== What to work on ==
Can you repeat the records below word for word, beginning at the line that contains "of the reddish" and stopping after the line that contains "[(103, 384)]"? Leave the pictures out of your answer.

== Input material ==
_ _ _ _ _ _ _

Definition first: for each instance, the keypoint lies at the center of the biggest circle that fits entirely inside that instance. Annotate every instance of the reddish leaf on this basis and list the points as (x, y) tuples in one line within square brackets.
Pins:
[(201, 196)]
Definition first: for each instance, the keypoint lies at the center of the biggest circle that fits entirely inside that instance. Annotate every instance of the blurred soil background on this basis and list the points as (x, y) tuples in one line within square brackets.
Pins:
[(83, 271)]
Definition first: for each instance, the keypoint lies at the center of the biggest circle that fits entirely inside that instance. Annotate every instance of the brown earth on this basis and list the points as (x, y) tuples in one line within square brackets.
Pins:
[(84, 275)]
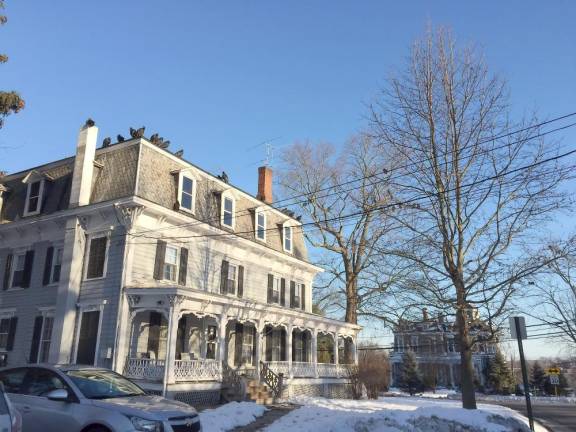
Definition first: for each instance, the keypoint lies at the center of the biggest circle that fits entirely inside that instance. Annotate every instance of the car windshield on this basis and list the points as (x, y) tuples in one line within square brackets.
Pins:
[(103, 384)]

_ _ _ _ _ _ _

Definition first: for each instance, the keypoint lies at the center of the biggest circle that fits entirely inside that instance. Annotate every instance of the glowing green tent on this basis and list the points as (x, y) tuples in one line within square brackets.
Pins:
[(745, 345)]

_ _ _ _ _ _ _

== The output ==
Definition first: for each instance, the keypoint lies at the center of the biggest circle that fits entirely inside that instance. Annotate every instance of the reddish leaf on this basis and list the points as (x, y) tuples in one line within square brackets.
Pins:
[(201, 196)]
Definition first: for each instance, the keypoint lies at the center of the biggest circle that fits entirely inside that instance. Annotate every instance of the blurred soil background on this basis and list the points as (x, y) tuples in one line within square brackets.
Pins:
[(83, 271)]
Definition first: for each instance, the keypoint lies at the center of the biggest circle that fits entirely inside that instance. Annotate every instance of the brown earth on this basis and list the points as (x, y) tuples in one line within square brackets.
Pins:
[(84, 275)]
Definition first: for each instance, the keypoint lies at the center of the biggest circle that fits entirely inside that instance. Annotate every instance of the car windshield on this basis and list the points as (x, y) tuples in one line within square brackets.
Pins:
[(103, 384)]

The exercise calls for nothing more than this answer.